▸ **Requirement 1**:
Render the entries, from the stretch beginning at the line that contains "Give the outline of every instance of the boat" through the end of the entries, as a two-column CSV with columns instruction and response. Give one row per entry, with its text and its answer each in a single quoted field and line breaks turned into spaces.

▸ **Selected extract**:

My God, it’s Full of Plums: A Wine Oddity

I realised I hadn’t posted anything in a while and felt I had to justify the domain mapping fee to myself somehow. So nothing new about book three yet. Here’s some mediocre snobby trash about wine instead.

 

You ever feel like you’re living the radio edit of your life?

I’d joined up to another one of those lockdown wine subscription things on a trial and funnily enough – considering how a friend is planning on moving there – it turned out to be Romania month.

The most recent of these advent calendars for day drinkers I tried was a batch of off-putting whites, all dryer than a Danish girl’s knickers at a poetry reading. I was hoping for more from an ancient winemaking culture born of a land rich with forests, mountains and spirits of preternatural flesh.

Well, with the first bottle decanted, Cozy Down Now, started off unremarkable yet promising so I opened it up in my hand and as it breathed I drank until it developed into the definite plum of an unremarkable upmarket supermarket Merlot good enough to drink alone but not one to pair with anyone who needs a decent bottle in order to join you down another rabbit hole into the right kind of trouble. It was a blend with Cabernet Sauvignon and Feteasca Neagra (Black Maiden) – a dark Romanian/Moldovan grape of which I am unfamiliar and doubt will ever make the effort to encounter again.

▸ **Requirement 2**:
Repeat the stretch of the wine post from "I realised I" through "about wine instead.", swapping "domain mapping fee" for "hosting bill".

▸ **Dataset records**:
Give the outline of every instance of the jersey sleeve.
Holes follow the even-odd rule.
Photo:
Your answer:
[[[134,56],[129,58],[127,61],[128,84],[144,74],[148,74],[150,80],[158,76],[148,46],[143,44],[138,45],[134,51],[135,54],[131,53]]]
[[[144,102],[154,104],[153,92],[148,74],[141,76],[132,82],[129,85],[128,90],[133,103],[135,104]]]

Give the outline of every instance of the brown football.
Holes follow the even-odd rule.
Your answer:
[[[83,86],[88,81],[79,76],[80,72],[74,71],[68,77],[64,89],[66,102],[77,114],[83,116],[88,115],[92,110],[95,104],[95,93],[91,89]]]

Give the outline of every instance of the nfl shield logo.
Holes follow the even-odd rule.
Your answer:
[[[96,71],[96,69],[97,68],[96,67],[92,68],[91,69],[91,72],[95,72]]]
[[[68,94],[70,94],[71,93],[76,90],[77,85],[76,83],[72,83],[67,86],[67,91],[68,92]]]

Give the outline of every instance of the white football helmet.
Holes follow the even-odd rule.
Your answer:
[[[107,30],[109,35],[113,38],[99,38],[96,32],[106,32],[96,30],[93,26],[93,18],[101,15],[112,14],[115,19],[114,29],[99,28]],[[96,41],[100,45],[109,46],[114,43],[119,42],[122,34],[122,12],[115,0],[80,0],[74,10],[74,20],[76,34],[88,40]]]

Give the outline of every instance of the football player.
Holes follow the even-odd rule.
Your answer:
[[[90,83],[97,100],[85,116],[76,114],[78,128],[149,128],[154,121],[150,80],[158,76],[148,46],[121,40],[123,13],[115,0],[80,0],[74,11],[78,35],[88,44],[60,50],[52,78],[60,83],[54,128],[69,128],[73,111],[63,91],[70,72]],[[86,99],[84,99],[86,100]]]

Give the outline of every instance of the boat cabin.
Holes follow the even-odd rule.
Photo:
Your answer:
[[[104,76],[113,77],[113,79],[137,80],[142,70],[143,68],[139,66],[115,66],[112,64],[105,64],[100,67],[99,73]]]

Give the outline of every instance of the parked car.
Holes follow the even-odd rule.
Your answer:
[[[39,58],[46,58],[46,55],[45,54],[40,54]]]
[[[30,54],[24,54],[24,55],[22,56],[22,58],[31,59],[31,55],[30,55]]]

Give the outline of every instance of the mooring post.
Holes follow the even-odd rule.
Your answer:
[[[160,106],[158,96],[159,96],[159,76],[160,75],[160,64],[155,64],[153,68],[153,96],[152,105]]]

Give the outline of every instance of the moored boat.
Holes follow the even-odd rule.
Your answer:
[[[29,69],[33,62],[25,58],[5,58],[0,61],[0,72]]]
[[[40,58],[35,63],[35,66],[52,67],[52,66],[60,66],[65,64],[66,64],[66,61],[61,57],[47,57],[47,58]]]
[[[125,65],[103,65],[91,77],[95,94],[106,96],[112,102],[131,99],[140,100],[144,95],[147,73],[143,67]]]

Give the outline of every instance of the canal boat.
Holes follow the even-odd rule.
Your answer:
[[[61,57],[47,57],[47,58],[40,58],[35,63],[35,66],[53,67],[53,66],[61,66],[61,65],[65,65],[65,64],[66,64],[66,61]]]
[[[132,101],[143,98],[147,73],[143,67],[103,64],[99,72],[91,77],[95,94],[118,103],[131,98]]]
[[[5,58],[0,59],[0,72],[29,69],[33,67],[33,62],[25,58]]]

▸ **Right answer 1**:
instruction,response
"Give the outline of every instance of the boat cabin. Holes follow the even-odd rule. Photo: Your answer:","[[[104,76],[113,77],[113,79],[137,80],[142,70],[143,68],[139,66],[115,66],[112,64],[105,64],[100,67],[99,73]]]"
"Give the outline of every instance of the parked car. Holes follow the even-odd rule. Your answer:","[[[39,58],[46,58],[46,55],[45,54],[40,54]]] [[[30,54],[24,54],[24,55],[22,56],[22,58],[31,59],[31,55],[30,55]]]"
"Give the outline of every instance of the mooring post. Holes follow the even-odd rule. Your answer:","[[[160,106],[158,96],[159,96],[159,76],[160,75],[160,64],[155,64],[153,68],[153,96],[152,105]]]"
"Give the outline of every instance of the moored boat. Holes follow the even-odd rule. Your answer:","[[[29,69],[33,62],[25,58],[5,58],[0,61],[0,72]]] [[[40,58],[35,63],[35,66],[52,67],[52,66],[60,66],[65,64],[66,64],[66,61],[61,57],[47,57],[47,58]]] [[[125,65],[103,65],[91,77],[95,94],[106,96],[112,102],[131,99],[140,100],[144,95],[147,73],[143,67]]]"
"Give the outline of every instance of the canal boat. Holes follow the even-odd rule. Your answer:","[[[61,57],[47,57],[47,58],[40,58],[35,63],[35,66],[53,67],[53,66],[61,66],[61,65],[65,65],[65,64],[66,64],[66,61]]] [[[132,101],[143,98],[147,73],[143,67],[103,64],[99,72],[91,77],[95,94],[118,103],[131,98]]] [[[5,58],[0,59],[0,72],[29,69],[33,67],[33,62],[25,58]]]"

▸ **Right answer 2**:
I realised I hadn’t posted anything in a while and felt I had to justify the hosting bill to myself somehow. So nothing new about book three yet. Here’s some mediocre snobby trash about wine instead.